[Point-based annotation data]
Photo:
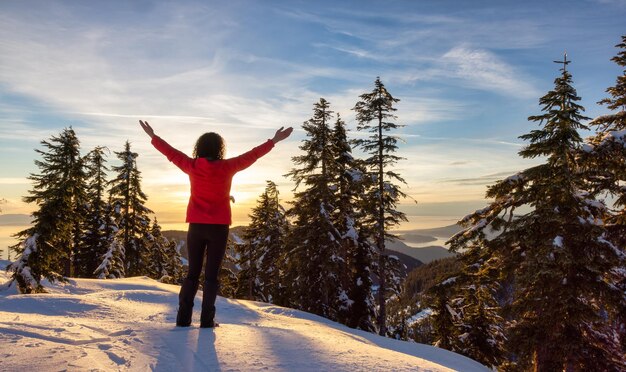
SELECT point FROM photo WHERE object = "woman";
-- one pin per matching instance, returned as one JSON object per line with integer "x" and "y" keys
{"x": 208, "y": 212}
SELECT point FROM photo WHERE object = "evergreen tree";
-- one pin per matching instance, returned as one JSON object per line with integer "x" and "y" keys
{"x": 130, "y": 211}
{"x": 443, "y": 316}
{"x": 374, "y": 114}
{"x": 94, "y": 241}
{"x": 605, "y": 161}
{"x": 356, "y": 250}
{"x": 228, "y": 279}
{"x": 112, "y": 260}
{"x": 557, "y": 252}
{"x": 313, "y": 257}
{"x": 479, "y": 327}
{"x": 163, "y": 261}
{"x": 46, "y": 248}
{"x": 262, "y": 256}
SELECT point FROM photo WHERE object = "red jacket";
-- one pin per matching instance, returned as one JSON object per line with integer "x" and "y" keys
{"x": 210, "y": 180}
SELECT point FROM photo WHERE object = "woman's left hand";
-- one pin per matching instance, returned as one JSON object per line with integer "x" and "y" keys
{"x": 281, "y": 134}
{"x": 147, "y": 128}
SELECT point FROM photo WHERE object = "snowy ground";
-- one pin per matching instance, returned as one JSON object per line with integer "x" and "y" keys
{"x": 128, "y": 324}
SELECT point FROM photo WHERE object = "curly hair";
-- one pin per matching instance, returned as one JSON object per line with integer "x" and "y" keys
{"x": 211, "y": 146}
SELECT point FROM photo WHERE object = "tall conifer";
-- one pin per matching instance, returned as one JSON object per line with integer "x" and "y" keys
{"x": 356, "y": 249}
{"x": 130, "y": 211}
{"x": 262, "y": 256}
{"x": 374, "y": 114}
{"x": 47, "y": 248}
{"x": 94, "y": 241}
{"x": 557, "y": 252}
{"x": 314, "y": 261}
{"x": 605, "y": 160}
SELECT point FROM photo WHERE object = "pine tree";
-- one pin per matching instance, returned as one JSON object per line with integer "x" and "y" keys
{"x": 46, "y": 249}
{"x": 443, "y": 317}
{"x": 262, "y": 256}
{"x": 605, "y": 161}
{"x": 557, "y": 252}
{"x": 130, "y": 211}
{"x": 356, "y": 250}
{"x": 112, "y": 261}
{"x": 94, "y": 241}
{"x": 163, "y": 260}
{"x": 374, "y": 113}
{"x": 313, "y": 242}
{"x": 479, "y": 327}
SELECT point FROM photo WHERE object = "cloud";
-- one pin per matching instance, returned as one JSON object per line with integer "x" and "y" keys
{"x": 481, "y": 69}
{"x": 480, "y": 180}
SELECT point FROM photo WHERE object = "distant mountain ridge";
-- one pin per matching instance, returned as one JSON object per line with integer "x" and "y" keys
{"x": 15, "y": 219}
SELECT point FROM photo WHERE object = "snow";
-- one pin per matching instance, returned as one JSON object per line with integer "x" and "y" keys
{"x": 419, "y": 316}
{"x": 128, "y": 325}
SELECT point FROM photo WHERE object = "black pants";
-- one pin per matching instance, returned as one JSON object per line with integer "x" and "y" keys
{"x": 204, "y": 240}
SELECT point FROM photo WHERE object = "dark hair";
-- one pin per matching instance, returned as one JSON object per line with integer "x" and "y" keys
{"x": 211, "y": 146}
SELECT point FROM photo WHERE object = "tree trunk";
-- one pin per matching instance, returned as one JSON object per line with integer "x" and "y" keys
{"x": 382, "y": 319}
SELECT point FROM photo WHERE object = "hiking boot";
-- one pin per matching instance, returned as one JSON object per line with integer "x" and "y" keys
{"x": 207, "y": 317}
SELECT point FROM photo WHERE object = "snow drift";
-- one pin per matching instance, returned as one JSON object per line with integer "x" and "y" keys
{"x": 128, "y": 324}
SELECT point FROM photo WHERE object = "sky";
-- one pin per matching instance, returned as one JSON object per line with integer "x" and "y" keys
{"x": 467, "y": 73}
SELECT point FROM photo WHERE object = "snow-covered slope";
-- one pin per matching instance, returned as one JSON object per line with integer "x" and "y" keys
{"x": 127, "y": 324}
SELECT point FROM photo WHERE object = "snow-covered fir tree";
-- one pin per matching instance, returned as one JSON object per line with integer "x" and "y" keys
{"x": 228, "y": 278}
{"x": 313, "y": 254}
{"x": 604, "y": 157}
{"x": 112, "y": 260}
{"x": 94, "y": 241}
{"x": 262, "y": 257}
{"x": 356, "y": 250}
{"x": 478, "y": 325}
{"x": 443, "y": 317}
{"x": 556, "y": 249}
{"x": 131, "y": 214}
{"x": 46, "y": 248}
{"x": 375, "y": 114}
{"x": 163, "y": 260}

_Given request:_
Print the listing above in full, exactly as written. Omit any pictures.

_The completed task:_
Photo:
SELECT point FROM photo WHERE object = "woman";
-- one pin per matching instance, returned as one JSON object per line with integer "x" and "y" keys
{"x": 208, "y": 212}
SELECT point FROM photo WHERE object = "evergreen tree";
-- one pin per matching instance, returned as one JSON object per line with integer "x" and "y" keys
{"x": 130, "y": 211}
{"x": 443, "y": 316}
{"x": 374, "y": 114}
{"x": 94, "y": 241}
{"x": 605, "y": 161}
{"x": 356, "y": 250}
{"x": 228, "y": 279}
{"x": 112, "y": 260}
{"x": 557, "y": 252}
{"x": 313, "y": 257}
{"x": 479, "y": 327}
{"x": 163, "y": 261}
{"x": 46, "y": 248}
{"x": 262, "y": 256}
SELECT point FROM photo WHERE object = "red jacket";
-- one pin per matching instance, returned as one JSON object per line with integer "x" and "y" keys
{"x": 210, "y": 180}
SELECT point FROM photo WHERE object = "woman's left hand";
-- one pin per matching instance, returned as one JSON object per line with integer "x" and "y" keys
{"x": 281, "y": 134}
{"x": 147, "y": 128}
SELECT point FROM photo WHERE object = "snowy ground";
-- one pin per matching instance, returned as one JSON object per line with integer "x" and "y" keys
{"x": 128, "y": 324}
SELECT point FROM photo WHERE object = "curly hair";
-- one pin per matching instance, returned as one JSON object per line with integer "x" and "y" keys
{"x": 211, "y": 146}
SELECT point FROM photo WHERE object = "tall conifer";
-- one pin per matching instance, returned as one JSON object per line with integer "x" and "y" keys
{"x": 356, "y": 249}
{"x": 130, "y": 211}
{"x": 262, "y": 256}
{"x": 374, "y": 114}
{"x": 47, "y": 248}
{"x": 94, "y": 241}
{"x": 557, "y": 252}
{"x": 314, "y": 261}
{"x": 605, "y": 160}
SELECT point FROM photo WHERE object = "pine tree";
-- one pin per matching instance, returned as one JSON object per line with integer "x" and "y" keys
{"x": 46, "y": 249}
{"x": 443, "y": 317}
{"x": 262, "y": 256}
{"x": 605, "y": 161}
{"x": 557, "y": 252}
{"x": 130, "y": 211}
{"x": 356, "y": 250}
{"x": 112, "y": 261}
{"x": 94, "y": 241}
{"x": 163, "y": 260}
{"x": 374, "y": 113}
{"x": 313, "y": 242}
{"x": 479, "y": 327}
SELECT point FROM photo WHERE object = "cloud";
-- one pin per matching instance, returned as one JSON object per line with integer "x" and "y" keys
{"x": 481, "y": 69}
{"x": 480, "y": 180}
SELECT point FROM photo WHERE object = "distant mountain ridge";
-- one pin per matching instance, returned as one JSON object per line with integer "x" and "y" keys
{"x": 15, "y": 219}
SELECT point FROM photo WHERE object = "snow";
-- one pin per matching instance, returned as one JSON object per line with integer "x" and "y" keys
{"x": 419, "y": 316}
{"x": 128, "y": 325}
SELECT point FROM photo WHERE object = "black pants";
-- one pin per matching instance, returned as one JSON object per line with integer "x" and "y" keys
{"x": 204, "y": 240}
SELECT point FROM photo WHERE object = "dark hair";
-- one pin per matching instance, returned as one JSON object per line with integer "x" and "y" keys
{"x": 211, "y": 146}
SELECT point FROM photo WHERE object = "tree trunk";
-- one pin per matching instance, returned as one JSON object per line with integer "x" and "y" keys
{"x": 382, "y": 319}
SELECT point FROM photo WHERE object = "hiking boot";
-- one pin per matching instance, returned as one JSON object per line with integer "x" and "y" keys
{"x": 207, "y": 317}
SELECT point FROM photo WHERE object = "snow drift";
-- one pin per matching instance, returned as one JSON object per line with integer "x" and "y" keys
{"x": 128, "y": 324}
SELECT point FROM photo WHERE object = "sky";
-- one pin per matching instance, returned as one JSON object per line with integer "x" and "y" keys
{"x": 467, "y": 73}
SELECT point FROM photo WHERE object = "snow-covered slope";
-- one pin per matching instance, returned as one JSON object per line with integer "x" and "y" keys
{"x": 127, "y": 324}
SELECT point FROM photo WHERE object = "snow-covered fir tree";
-- one pin per matching instance, returned as one JSON object per line with integer "x" and "y" keys
{"x": 228, "y": 278}
{"x": 313, "y": 254}
{"x": 604, "y": 157}
{"x": 112, "y": 260}
{"x": 94, "y": 241}
{"x": 262, "y": 257}
{"x": 356, "y": 250}
{"x": 478, "y": 325}
{"x": 443, "y": 317}
{"x": 556, "y": 249}
{"x": 131, "y": 214}
{"x": 46, "y": 248}
{"x": 375, "y": 114}
{"x": 163, "y": 260}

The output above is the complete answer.